* [Aim]
In the records below, set out as a numbered list everything from the line containing "of the submerged" down to the line containing "point(120, 71)", including both of those lines. Leave out any blank lines.

[Dataset entries]
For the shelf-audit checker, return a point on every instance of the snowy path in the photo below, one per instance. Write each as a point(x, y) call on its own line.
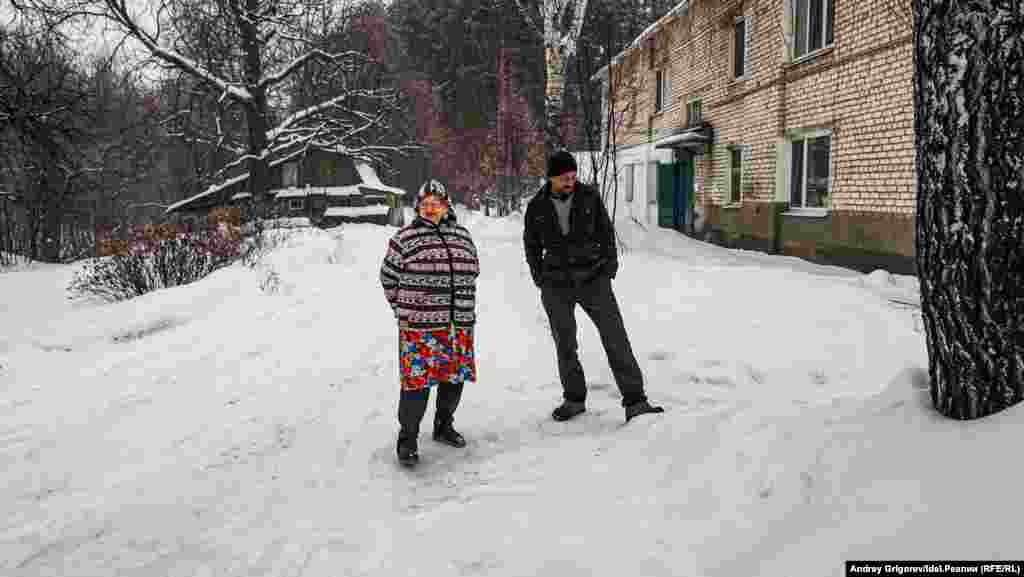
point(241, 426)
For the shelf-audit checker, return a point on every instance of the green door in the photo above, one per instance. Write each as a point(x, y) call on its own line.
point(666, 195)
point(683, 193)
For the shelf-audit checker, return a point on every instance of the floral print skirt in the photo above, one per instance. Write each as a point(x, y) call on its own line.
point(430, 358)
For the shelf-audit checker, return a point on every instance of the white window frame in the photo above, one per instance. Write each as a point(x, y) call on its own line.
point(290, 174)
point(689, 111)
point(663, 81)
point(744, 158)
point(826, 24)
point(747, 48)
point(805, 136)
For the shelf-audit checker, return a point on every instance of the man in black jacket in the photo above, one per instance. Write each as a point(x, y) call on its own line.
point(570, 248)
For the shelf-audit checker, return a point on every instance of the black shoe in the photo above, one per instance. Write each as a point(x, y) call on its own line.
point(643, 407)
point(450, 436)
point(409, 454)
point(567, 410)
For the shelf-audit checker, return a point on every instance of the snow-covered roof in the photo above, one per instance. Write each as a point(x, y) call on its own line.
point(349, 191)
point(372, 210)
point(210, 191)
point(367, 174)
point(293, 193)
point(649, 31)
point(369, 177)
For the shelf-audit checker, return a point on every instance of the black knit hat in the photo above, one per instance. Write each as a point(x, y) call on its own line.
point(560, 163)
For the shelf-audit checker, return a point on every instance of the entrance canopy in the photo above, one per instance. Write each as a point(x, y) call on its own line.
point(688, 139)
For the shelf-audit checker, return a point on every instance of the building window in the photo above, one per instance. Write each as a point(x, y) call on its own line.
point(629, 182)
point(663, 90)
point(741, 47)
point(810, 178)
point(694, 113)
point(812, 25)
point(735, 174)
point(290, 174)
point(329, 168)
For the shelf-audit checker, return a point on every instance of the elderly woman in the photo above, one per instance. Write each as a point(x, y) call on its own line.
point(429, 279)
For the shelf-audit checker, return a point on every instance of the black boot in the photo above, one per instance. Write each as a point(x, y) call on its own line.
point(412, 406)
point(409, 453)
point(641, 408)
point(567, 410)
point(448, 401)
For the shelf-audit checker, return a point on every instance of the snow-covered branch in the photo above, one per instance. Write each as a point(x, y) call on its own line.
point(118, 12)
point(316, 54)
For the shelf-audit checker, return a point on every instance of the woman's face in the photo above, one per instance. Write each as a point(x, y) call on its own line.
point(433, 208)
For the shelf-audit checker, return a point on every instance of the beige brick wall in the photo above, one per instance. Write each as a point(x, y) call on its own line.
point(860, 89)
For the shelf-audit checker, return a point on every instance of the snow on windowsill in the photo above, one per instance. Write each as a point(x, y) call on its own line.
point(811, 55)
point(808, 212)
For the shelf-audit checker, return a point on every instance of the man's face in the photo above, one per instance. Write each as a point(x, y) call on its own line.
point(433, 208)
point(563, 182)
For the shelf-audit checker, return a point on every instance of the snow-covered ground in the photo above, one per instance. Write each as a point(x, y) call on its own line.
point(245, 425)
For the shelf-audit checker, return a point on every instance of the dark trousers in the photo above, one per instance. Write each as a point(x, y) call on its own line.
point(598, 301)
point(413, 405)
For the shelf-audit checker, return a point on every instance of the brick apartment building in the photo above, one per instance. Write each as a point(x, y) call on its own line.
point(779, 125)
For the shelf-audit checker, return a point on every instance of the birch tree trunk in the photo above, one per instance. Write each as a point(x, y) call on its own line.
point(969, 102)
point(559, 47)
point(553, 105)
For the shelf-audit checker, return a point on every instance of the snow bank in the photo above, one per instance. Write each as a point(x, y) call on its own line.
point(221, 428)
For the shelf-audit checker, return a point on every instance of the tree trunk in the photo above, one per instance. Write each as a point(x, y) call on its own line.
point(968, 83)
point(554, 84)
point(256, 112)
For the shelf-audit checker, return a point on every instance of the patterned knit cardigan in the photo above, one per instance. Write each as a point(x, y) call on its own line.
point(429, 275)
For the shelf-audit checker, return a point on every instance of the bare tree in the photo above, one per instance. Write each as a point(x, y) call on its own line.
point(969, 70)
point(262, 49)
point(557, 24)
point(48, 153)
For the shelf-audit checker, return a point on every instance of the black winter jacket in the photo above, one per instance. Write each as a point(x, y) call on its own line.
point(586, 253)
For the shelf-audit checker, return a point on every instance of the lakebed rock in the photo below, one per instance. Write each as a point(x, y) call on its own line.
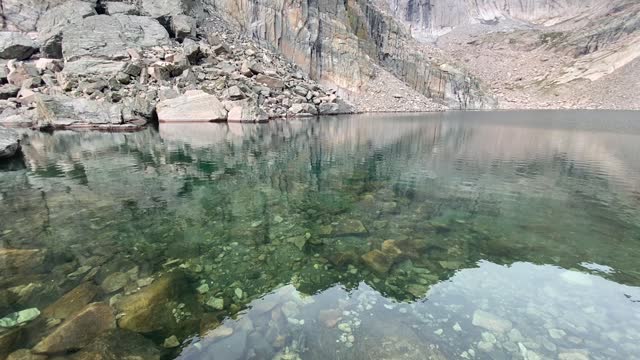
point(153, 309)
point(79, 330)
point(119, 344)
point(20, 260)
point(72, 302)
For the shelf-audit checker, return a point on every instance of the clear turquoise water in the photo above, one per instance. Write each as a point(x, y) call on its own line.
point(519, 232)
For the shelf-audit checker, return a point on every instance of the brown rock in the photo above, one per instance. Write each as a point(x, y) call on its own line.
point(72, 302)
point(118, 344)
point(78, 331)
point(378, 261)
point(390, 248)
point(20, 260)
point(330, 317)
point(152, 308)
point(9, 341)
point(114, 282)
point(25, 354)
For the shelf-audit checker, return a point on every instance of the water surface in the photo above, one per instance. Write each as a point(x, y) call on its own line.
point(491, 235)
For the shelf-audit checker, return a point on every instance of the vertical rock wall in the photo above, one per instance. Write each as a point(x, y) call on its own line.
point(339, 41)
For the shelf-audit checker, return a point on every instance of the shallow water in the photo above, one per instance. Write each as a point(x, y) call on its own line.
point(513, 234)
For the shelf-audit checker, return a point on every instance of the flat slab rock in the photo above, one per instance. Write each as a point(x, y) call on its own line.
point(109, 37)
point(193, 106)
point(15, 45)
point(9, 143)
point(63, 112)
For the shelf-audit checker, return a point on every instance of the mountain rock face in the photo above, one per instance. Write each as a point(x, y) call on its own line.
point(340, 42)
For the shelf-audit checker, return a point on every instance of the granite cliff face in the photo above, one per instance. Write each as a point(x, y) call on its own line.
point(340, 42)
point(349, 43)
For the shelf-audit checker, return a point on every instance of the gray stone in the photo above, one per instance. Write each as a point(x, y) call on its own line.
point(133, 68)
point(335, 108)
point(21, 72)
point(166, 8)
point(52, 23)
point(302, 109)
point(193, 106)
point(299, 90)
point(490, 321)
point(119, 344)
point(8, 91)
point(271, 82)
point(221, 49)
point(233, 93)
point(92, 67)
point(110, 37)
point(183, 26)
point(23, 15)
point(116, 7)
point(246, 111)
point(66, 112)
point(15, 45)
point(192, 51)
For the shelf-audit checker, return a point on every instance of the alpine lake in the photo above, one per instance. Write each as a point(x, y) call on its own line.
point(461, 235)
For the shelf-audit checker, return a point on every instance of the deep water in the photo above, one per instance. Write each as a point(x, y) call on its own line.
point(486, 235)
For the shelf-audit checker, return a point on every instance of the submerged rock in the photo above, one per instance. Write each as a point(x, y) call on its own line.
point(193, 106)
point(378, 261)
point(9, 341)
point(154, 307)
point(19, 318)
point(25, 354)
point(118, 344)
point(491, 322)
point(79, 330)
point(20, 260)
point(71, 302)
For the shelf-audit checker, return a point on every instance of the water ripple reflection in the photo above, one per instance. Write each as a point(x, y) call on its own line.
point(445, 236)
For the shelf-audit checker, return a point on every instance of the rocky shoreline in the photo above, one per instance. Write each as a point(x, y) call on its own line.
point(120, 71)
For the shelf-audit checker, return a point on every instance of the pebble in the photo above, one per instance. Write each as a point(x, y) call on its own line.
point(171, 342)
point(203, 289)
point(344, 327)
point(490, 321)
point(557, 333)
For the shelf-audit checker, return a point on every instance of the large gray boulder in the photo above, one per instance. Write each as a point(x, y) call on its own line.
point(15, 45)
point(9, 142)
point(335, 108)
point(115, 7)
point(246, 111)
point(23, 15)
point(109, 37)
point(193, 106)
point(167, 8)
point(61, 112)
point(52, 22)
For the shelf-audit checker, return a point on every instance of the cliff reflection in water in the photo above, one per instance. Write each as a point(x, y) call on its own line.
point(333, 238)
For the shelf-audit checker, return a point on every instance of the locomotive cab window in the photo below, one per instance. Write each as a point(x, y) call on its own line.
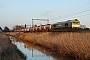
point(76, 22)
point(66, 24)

==

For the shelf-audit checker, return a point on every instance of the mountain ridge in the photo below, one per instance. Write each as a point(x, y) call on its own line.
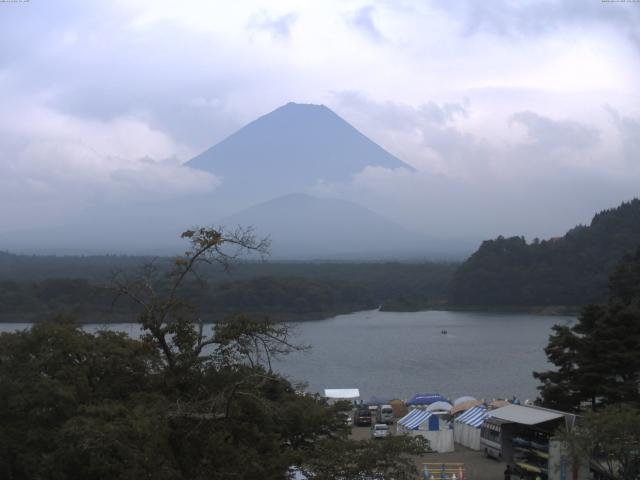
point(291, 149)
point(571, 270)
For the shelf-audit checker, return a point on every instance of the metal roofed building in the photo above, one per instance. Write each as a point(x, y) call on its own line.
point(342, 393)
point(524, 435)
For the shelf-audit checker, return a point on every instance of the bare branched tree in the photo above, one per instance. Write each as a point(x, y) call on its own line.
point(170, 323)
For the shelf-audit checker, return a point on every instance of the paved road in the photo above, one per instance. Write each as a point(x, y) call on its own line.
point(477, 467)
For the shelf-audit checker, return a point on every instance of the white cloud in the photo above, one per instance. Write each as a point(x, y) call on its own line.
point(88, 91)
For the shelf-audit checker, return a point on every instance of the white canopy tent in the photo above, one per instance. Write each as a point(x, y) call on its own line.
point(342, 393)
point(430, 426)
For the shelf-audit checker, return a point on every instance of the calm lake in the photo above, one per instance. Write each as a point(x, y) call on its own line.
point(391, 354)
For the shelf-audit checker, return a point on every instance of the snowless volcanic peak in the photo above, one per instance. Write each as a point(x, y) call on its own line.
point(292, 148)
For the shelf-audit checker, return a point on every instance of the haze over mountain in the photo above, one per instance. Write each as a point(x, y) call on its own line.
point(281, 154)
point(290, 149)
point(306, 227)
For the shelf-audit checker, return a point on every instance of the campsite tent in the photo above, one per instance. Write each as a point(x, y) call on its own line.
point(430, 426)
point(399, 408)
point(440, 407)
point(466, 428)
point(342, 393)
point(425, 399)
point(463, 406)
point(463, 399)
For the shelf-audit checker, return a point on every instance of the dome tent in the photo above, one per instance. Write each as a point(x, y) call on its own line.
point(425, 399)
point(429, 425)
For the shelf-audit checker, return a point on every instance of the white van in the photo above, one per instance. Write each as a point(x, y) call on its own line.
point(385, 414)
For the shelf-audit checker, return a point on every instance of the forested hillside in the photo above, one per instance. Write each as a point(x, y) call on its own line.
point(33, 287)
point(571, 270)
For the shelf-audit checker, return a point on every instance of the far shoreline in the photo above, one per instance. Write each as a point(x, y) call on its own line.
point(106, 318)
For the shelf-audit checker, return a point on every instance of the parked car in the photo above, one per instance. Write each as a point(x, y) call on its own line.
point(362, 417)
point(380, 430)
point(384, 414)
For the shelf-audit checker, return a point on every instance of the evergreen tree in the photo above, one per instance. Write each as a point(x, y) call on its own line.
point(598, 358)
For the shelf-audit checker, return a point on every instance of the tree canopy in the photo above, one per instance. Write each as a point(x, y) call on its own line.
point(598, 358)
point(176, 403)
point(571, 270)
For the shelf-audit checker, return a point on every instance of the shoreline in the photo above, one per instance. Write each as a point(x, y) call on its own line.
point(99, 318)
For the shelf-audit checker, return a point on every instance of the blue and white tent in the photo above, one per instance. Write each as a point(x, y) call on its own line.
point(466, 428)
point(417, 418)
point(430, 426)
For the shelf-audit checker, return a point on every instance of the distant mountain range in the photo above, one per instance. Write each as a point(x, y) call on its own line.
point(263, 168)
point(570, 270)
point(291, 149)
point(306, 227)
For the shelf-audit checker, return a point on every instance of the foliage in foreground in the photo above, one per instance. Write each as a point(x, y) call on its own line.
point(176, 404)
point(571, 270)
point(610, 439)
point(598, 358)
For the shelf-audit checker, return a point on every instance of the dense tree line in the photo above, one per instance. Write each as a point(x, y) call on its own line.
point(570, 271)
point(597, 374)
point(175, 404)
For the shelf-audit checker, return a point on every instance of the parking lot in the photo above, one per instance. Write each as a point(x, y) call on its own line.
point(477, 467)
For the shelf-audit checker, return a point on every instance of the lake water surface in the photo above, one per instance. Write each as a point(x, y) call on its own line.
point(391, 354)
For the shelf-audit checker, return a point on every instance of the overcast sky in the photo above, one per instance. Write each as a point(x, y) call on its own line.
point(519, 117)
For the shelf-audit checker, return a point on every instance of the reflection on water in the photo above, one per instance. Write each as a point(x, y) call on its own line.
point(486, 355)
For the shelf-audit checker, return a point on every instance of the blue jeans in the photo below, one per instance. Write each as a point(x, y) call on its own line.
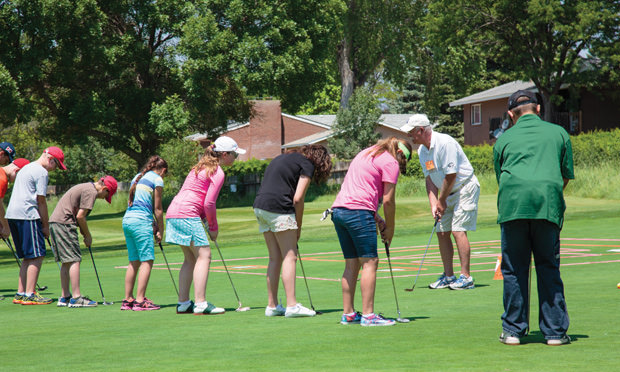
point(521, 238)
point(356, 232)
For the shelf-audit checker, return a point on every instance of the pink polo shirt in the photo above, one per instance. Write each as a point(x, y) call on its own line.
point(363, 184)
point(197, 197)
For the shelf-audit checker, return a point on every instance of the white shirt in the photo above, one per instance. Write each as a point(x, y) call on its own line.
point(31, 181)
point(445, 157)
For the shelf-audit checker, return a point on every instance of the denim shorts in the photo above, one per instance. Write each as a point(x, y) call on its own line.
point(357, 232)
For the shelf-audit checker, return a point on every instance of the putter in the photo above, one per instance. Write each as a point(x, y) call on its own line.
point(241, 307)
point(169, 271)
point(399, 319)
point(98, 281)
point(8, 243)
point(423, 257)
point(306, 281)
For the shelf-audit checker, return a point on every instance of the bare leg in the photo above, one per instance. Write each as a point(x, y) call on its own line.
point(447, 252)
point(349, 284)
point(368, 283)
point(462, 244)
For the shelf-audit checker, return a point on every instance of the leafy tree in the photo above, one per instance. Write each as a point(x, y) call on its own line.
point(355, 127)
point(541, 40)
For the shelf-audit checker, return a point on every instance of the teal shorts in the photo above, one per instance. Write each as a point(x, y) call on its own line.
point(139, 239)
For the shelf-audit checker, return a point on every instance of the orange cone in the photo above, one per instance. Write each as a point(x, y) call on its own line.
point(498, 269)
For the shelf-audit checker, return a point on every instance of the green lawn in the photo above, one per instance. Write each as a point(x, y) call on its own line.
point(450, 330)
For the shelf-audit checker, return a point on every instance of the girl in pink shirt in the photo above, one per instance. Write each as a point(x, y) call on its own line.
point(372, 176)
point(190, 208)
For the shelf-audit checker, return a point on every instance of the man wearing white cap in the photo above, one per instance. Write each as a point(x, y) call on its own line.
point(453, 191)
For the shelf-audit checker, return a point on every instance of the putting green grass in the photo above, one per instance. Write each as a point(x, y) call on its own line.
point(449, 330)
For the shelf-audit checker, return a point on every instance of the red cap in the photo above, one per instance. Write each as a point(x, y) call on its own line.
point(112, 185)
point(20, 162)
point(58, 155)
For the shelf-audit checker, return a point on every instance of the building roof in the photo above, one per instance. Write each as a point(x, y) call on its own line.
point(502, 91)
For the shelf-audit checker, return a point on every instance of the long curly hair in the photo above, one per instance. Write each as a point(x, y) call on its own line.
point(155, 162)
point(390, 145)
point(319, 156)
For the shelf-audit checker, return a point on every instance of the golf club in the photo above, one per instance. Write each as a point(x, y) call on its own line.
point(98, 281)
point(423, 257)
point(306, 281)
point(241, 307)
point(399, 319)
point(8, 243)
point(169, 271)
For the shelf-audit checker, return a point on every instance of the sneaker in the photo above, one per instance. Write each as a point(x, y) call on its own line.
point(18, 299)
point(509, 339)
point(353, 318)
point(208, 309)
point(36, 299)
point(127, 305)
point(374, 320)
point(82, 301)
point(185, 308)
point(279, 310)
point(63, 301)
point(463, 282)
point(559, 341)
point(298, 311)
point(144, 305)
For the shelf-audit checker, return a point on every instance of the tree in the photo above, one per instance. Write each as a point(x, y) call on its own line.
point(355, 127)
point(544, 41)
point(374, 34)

--

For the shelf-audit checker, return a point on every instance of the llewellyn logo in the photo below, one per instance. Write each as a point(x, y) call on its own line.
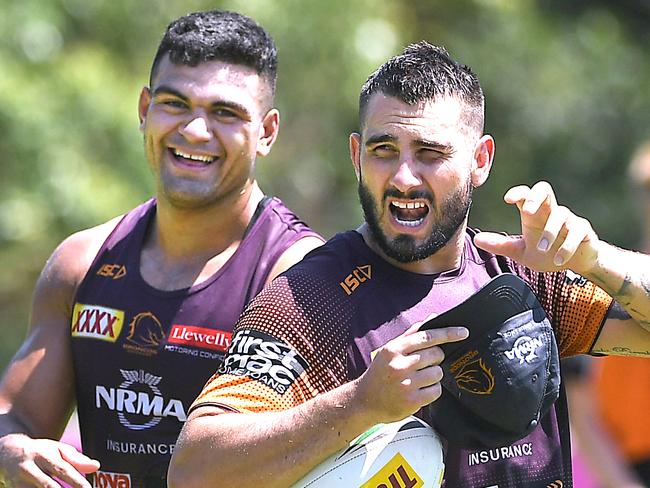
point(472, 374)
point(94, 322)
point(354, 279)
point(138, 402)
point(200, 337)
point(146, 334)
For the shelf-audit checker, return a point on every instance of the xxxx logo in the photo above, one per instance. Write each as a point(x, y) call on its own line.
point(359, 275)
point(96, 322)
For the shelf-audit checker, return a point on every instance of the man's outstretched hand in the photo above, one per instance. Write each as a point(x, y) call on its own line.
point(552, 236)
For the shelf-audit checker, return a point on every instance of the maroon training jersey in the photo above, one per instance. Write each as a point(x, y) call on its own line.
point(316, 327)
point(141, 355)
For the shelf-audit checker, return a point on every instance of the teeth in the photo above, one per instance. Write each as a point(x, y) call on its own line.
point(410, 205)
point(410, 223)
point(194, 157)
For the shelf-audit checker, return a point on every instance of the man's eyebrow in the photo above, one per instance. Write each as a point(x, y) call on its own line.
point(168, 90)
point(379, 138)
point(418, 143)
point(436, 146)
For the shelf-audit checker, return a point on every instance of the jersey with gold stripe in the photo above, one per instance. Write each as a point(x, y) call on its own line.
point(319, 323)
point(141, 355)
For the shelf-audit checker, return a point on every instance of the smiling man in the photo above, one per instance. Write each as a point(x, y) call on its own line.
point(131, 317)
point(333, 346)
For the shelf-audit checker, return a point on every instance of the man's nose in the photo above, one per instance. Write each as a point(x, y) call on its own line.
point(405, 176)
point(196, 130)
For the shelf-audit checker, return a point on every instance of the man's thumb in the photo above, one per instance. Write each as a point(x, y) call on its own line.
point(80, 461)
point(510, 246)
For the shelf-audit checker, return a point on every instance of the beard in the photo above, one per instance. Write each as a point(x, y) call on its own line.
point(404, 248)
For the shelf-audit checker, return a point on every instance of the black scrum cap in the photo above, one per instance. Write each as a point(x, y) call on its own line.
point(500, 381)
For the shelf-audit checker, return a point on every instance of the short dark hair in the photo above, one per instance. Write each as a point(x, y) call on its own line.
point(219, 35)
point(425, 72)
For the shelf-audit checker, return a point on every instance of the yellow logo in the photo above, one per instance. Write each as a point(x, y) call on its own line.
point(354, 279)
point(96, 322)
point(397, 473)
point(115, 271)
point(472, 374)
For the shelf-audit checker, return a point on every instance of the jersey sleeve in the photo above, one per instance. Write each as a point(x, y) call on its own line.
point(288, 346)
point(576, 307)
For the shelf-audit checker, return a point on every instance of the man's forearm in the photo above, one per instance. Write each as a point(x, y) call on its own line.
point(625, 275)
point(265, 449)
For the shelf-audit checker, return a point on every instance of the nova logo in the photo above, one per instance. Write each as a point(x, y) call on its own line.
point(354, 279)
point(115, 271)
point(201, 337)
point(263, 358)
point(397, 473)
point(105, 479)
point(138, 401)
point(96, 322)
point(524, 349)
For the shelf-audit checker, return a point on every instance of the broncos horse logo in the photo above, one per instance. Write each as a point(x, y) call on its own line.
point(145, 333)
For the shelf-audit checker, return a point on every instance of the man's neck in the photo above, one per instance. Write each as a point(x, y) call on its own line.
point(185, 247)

* [The response]
1. For the shelf-audit checker, return a point on every instance of the submerged rock in the photo above, one per instance. Write each as a point(x, y) call on its own line.
2. point(193, 106)
3. point(378, 261)
4. point(9, 341)
5. point(154, 307)
6. point(19, 318)
7. point(25, 354)
8. point(118, 344)
9. point(491, 322)
10. point(79, 330)
11. point(20, 260)
12. point(71, 302)
13. For the shelf-audit checker, return a point on every instance of the water ripple reflection in the photo above, one per instance. Write each as a point(x, y) call on its own line.
14. point(445, 236)
15. For the shelf-audit checker, return a point on every instance of the rocky shoreline in the photo above, one per instance. Write each as a point(x, y) call on its own line.
16. point(120, 71)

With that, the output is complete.